Text segment —
Written by Ray Gary | July 21

If there’s one hurdle the majority of nonprofit organizations (NPOs) continue to struggle with, it’s the persistent absence of a comprehensive fundraising strategy. The default approach to fundraising for NPOs has remained focused on how everyone else does it. And there’s the problem. Because nearly everyone else is using the same limited set of tools.

Complicating the picture, donor acquisition, conversion, and retention rates are at all-time lows. Recruiting and retaining talented staff members, building an effective board of directors, and investing in the right technology tools put nonprofits under more pressure than ever.

But by not employing a strategic fundraising playbook, nonprofits are leaving an estimated $36 billion in potential donations untapped. It’s no surprise to see this confirmed in the 2021 Nonprofit Leadership Impact Study, released by the nonprofit management and strategy firm NonProfitPRO. The report says NPOs aren’t putting sufficient effort into developing strategic plans. Unchanged from last year, 55% of nonprofits fail to outline in-depth strategic plans for fundraising initiatives at the start of each fiscal year.

Nonprofits need to see giving from the donor’s perspective. For-profit businesses excel at this, leveraging data-driven insights to create an authentic “brand experience” that rewards loyalty and leads to retained relationships. Today’s nonprofits have an opportunity to put the same playbook approach to work for themselves, to create an overall donor experience, fostering a new level of sustainable, recurring giving.

It’s All in the Planning

It’s impossible to establish trust with today’s consumers without a consistent brand presence, across all channels, all touchpoints, and communications. This goes for nonprofits as well, but it’s not how most nonprofits approach their mission. Asking for donations once a year with emails or phone calls, without leveraging the crucial insights available with a data-driven, personalized approach, only perpetuates the status quo.

The single, most important factor is the absence of smart, effective fundraising “plays.” When drawn from a larger strategic plan, fundraising plays go to the heart of creating a rich, consistently relevant donor relationship.

Use Fundraising Plays to Build a Donor Experience

At the heart of a strategic fundraising plan is the “donor experience.” The fact is, today’s donor wants to connect to, and be part of, a consistent experience across all points of giving. They want to feel connected to the causes they support, see the impact they’re having, and they want the process to be intuitive and easy. The numbers speak for themselves: from a long-term perspective, a 10% improvement in donor retention translates into a 200% leap in donor lifetime value.

Marketing Plays in Action: Uber Eats

We don’t have to look far to see successful examples that are grounded in a strategic marketing plan of some kind. The first thing you notice about these plays is a disciplined focus on the customer and the customer experience.

Provided records —
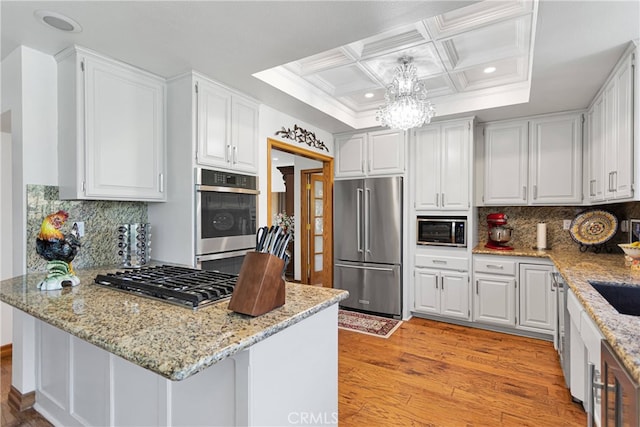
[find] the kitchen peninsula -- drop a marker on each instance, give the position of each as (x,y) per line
(83,350)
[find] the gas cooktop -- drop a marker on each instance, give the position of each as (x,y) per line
(182,286)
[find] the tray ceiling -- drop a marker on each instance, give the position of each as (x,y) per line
(450,51)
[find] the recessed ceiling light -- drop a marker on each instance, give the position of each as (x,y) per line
(58,21)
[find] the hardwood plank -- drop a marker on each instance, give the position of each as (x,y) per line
(436,374)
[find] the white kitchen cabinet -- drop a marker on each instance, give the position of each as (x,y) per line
(585,339)
(227,128)
(537,298)
(442,292)
(609,157)
(555,159)
(494,290)
(494,300)
(441,284)
(535,161)
(370,154)
(442,165)
(111,142)
(505,163)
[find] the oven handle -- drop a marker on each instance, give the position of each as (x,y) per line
(221,255)
(202,188)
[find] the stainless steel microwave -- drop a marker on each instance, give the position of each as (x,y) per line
(441,231)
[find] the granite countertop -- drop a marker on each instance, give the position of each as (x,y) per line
(621,331)
(175,342)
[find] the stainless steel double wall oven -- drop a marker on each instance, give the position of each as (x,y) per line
(226,215)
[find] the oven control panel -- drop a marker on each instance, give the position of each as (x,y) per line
(225,179)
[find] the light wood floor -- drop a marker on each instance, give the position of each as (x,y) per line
(429,374)
(435,374)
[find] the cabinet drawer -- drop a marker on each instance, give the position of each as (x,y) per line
(442,262)
(494,266)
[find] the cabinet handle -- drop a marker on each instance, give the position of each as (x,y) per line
(592,398)
(614,175)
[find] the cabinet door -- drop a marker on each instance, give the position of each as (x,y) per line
(555,160)
(622,177)
(244,135)
(427,291)
(454,175)
(427,166)
(494,300)
(454,294)
(385,152)
(537,297)
(505,165)
(595,153)
(214,126)
(350,155)
(124,132)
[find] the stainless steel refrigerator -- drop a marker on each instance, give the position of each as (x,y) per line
(368,243)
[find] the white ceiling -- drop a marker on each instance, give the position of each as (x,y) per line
(575,46)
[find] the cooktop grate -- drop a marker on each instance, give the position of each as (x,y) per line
(182,286)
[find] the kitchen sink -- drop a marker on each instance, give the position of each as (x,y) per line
(623,297)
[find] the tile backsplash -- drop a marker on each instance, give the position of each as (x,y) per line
(101,219)
(524,220)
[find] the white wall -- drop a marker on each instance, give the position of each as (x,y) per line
(29,91)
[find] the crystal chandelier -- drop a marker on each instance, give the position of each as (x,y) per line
(406,104)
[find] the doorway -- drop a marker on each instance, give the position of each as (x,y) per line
(325,220)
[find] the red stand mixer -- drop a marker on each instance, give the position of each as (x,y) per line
(499,233)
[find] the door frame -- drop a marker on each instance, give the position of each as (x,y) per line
(327,179)
(305,207)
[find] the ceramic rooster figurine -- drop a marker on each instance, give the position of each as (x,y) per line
(59,250)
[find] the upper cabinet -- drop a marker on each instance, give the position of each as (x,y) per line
(370,154)
(609,154)
(533,162)
(442,165)
(227,128)
(111,142)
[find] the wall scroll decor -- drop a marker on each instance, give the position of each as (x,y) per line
(302,136)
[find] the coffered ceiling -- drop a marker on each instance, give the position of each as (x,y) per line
(321,57)
(451,51)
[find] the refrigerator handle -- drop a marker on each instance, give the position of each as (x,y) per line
(359,197)
(367,218)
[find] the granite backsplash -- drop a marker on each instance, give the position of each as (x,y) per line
(524,220)
(101,219)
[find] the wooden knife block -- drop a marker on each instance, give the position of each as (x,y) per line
(260,287)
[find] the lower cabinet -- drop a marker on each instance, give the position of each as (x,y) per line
(442,292)
(585,339)
(514,293)
(441,284)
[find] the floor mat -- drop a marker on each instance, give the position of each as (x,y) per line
(367,324)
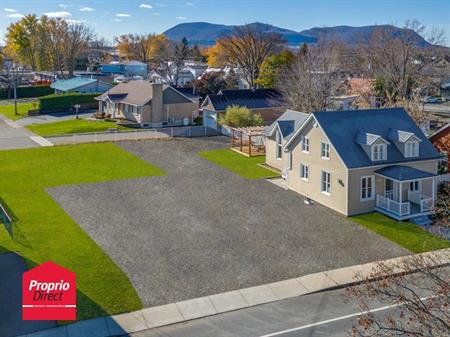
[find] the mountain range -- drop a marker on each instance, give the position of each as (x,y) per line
(205,34)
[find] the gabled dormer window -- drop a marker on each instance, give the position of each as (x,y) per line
(379,152)
(411,149)
(278,149)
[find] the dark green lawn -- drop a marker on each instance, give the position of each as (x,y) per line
(246,167)
(42,231)
(405,234)
(72,126)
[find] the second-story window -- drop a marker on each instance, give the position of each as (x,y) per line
(412,149)
(278,150)
(305,144)
(325,150)
(379,152)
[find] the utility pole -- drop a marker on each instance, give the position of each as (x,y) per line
(14,87)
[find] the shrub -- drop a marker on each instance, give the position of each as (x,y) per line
(25,92)
(240,116)
(63,101)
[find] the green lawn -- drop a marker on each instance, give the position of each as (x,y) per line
(42,231)
(22,110)
(405,234)
(72,126)
(246,167)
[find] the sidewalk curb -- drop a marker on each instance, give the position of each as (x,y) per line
(220,303)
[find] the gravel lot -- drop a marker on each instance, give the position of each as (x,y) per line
(202,230)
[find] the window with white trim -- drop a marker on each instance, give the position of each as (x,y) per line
(305,144)
(367,188)
(304,172)
(411,149)
(278,149)
(325,150)
(326,182)
(379,152)
(414,186)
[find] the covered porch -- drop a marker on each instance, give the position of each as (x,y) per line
(407,192)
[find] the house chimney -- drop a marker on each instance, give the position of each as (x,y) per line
(157,103)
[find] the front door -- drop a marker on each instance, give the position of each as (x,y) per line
(391,189)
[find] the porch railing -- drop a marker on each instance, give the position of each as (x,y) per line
(425,201)
(400,208)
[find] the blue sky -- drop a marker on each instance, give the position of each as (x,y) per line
(111,18)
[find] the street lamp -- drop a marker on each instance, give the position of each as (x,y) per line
(76,106)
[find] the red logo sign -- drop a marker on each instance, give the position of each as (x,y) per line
(49,293)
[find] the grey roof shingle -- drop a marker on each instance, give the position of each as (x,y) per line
(252,99)
(288,123)
(342,129)
(403,173)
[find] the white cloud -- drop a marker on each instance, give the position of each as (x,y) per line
(61,14)
(74,21)
(87,9)
(65,5)
(16,15)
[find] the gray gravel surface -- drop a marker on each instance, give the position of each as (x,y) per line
(201,229)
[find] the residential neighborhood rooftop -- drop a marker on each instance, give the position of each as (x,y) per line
(252,99)
(343,127)
(71,84)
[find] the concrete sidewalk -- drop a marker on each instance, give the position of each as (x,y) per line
(220,303)
(105,137)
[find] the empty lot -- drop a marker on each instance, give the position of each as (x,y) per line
(201,230)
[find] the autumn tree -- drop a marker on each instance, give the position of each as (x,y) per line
(22,41)
(310,80)
(76,41)
(273,66)
(136,47)
(216,56)
(210,83)
(247,47)
(47,43)
(417,292)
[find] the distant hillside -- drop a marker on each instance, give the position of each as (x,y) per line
(355,35)
(204,33)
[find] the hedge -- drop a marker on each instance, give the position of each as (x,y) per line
(63,101)
(25,92)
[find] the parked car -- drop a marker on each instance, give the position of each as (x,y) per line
(432,99)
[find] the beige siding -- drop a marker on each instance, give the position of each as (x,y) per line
(271,159)
(356,206)
(312,188)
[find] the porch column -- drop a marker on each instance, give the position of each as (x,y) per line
(433,186)
(400,191)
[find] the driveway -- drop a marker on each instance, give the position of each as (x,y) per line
(14,137)
(54,117)
(11,324)
(202,230)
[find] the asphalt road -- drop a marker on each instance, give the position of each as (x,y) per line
(320,314)
(14,138)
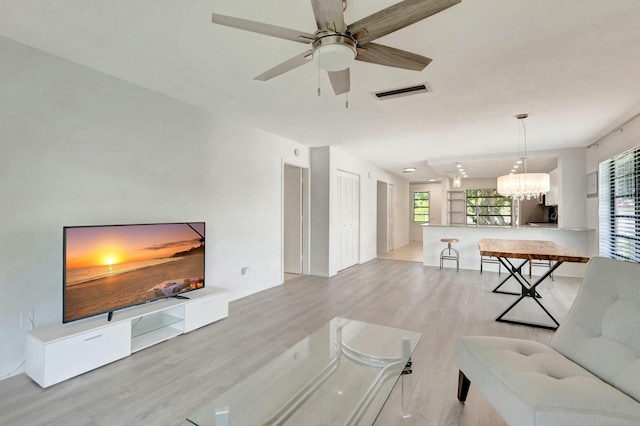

Direction A — Summarize the fundraising article in two sentences.
Direction B —
Answer these questions from the fundraising article, one line each:
(i) Which three rates does it say are at all-time lows?
(ii) What share of nonprofits fail to outline in-depth strategic plans for fundraising at the start of each fiscal year?
(iii) Over the long term, what does a 10% improvement in donor retention translate into?

Correct output A — Most nonprofits lack a comprehensive fundraising strategy: 55% fail to outline in-depth strategic plans at the start of each fiscal year, and an estimated $36 billion in potential donations goes untapped. Nonprofits can follow the for-profit playbook by using fundraising plays, drawn from a larger strategic plan, to build a consistent, data-driven donor experience that fosters sustainable, recurring giving.

Correct output B —
(i) Donor acquisition, conversion, and retention rates
(ii) 55%
(iii) A 200% leap in donor lifetime value